Reproduce the material below word for word, beginning with the line that contains "of the cockpit" and continuing through the final line of the material.

START EXCERPTED DATA

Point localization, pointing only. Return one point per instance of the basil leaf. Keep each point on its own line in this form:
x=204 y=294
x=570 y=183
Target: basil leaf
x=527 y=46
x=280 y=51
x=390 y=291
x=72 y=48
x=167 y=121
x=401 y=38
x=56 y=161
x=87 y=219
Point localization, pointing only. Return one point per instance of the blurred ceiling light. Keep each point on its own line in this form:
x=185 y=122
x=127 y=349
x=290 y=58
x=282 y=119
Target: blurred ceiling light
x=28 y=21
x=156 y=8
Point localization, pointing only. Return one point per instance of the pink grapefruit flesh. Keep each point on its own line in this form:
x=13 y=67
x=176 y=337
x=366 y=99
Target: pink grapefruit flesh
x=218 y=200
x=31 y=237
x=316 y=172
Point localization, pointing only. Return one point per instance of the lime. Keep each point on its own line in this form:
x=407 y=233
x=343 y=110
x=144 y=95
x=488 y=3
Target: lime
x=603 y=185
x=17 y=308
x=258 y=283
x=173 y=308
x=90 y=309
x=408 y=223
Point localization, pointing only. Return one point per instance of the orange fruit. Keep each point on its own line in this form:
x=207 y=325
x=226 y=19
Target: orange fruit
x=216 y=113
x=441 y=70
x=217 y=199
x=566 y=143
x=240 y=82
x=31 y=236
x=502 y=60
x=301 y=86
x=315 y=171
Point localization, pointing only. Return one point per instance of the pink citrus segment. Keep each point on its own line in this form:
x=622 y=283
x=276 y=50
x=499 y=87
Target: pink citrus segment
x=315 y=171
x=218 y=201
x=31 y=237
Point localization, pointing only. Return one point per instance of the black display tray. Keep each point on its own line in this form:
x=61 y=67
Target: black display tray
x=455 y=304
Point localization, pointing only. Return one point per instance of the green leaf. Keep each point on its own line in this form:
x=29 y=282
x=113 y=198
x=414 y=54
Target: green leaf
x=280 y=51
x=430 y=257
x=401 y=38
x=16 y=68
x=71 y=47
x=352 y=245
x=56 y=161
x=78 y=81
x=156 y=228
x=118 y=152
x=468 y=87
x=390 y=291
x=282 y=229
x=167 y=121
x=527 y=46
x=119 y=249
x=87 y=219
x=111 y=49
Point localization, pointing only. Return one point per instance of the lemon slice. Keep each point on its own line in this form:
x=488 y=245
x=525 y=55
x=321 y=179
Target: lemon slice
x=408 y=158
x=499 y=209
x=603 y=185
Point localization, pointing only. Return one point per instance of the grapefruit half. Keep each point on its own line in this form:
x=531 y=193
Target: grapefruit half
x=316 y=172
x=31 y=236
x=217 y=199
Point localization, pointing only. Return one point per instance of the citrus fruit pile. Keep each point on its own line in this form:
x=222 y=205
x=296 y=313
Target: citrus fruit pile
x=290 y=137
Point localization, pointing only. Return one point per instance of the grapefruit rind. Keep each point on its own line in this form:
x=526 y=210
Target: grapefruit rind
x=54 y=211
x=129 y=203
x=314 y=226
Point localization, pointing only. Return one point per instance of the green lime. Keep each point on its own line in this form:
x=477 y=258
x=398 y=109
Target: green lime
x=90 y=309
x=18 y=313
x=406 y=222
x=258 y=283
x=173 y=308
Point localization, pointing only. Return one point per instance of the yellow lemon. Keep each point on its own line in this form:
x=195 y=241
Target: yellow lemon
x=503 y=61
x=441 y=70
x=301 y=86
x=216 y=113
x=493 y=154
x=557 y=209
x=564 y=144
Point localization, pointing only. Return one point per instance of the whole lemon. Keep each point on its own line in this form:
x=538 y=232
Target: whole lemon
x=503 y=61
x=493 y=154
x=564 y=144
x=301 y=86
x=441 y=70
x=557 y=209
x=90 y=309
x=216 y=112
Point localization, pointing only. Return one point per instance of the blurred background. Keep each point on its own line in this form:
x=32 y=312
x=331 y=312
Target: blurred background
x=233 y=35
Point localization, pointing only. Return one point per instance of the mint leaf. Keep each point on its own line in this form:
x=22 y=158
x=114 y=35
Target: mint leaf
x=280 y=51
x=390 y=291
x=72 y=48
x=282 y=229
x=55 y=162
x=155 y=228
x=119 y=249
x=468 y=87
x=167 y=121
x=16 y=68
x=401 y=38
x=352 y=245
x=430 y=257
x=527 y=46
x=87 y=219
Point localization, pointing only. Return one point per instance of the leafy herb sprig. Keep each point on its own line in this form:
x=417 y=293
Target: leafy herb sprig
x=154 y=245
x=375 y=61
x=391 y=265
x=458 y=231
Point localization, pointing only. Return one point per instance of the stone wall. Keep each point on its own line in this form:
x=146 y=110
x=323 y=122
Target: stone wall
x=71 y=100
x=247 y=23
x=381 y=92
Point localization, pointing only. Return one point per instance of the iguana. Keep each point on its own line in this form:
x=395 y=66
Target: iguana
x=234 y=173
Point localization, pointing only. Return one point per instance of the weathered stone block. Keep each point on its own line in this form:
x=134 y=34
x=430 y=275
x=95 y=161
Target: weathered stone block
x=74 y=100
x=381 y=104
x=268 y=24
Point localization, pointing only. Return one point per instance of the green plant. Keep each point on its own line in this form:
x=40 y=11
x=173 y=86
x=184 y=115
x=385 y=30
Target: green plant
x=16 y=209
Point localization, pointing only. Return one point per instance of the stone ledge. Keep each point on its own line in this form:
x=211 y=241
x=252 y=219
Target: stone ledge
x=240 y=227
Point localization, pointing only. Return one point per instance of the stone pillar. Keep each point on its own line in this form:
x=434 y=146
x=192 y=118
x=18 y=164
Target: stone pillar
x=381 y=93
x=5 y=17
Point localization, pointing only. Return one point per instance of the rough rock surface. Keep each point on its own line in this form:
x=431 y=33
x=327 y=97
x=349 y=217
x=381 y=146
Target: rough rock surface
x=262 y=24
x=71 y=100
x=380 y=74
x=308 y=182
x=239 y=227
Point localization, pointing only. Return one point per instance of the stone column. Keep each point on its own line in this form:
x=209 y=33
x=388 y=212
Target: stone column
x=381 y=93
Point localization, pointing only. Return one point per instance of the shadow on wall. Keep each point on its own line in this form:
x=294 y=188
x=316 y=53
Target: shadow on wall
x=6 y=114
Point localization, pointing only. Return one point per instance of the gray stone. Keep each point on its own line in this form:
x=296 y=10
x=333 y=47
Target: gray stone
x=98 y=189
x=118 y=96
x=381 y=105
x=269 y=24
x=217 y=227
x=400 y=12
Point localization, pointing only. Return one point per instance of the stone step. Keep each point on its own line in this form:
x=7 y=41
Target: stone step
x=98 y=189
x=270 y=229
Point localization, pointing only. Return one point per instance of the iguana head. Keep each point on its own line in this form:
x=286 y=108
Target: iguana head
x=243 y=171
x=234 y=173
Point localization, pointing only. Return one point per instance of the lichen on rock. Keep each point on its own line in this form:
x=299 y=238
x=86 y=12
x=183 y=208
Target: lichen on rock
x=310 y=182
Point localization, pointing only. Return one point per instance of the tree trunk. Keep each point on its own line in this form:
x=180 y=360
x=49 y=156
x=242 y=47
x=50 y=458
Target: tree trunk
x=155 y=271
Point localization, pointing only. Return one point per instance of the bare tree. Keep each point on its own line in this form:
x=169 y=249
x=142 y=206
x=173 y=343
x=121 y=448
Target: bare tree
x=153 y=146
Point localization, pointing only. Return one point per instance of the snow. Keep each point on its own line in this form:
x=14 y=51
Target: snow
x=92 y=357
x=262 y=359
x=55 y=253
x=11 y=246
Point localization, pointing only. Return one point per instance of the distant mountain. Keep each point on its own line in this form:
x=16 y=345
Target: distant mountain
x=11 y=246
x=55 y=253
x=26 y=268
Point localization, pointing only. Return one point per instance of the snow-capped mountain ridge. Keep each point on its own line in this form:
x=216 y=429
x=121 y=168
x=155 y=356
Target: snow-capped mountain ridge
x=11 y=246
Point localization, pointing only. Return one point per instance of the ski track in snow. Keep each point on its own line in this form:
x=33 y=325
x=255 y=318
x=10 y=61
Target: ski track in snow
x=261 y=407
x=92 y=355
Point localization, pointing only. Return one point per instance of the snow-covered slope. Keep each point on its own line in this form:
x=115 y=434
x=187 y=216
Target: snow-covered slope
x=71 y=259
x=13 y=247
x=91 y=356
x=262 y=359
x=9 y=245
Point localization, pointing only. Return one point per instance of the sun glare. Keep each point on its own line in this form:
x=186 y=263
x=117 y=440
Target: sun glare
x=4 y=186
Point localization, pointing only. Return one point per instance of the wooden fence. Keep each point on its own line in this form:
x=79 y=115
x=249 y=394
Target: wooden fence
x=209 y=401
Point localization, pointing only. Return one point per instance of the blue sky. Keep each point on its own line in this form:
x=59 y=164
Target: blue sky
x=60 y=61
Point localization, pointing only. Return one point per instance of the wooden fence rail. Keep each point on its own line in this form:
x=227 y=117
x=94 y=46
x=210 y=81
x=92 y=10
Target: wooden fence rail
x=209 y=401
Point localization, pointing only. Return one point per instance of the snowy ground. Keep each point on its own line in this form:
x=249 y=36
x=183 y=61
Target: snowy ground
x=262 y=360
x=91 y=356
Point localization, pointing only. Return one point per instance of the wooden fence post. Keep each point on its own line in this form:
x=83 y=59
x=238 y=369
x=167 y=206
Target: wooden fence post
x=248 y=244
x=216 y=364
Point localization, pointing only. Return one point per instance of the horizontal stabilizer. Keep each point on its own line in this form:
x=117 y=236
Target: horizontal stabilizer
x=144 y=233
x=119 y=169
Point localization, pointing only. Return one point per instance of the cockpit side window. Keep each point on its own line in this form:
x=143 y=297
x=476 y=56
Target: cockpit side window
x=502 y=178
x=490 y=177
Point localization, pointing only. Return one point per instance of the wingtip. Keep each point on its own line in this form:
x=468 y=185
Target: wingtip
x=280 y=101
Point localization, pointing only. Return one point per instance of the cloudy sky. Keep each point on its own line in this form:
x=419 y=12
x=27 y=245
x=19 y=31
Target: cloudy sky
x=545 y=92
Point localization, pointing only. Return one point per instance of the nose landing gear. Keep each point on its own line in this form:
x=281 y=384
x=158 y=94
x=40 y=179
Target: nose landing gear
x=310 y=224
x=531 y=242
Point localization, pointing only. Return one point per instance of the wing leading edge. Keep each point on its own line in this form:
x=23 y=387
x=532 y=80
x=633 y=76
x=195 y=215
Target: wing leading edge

END EXCERPTED DATA

FINISHED TASK ->
Point localization, pointing only. Return one point per instance of the cockpit side window. Keep each point on its own line in this form:
x=143 y=297
x=476 y=56
Target: cockpit side window
x=502 y=178
x=490 y=177
Point localization, pointing only. Return one point per instance of the wingtip. Keep each point on its own line in this form:
x=468 y=185
Target: wingtip
x=280 y=101
Point localization, pointing only. Return one point per instance of the cloudy sky. Keep each point on its own line in this form:
x=419 y=12
x=27 y=245
x=19 y=31
Target: cloudy sky
x=545 y=92
Point localization, pointing only. Return one point per instance of the nose landing gear. Keep each point on its own line in this form:
x=281 y=384
x=158 y=94
x=40 y=179
Target: nose landing gear
x=310 y=224
x=531 y=242
Point localization, pointing only. Return one point per instance of the wing leading edge. Keep each point on its own line in this form:
x=23 y=387
x=532 y=80
x=633 y=76
x=195 y=215
Target: wing leading edge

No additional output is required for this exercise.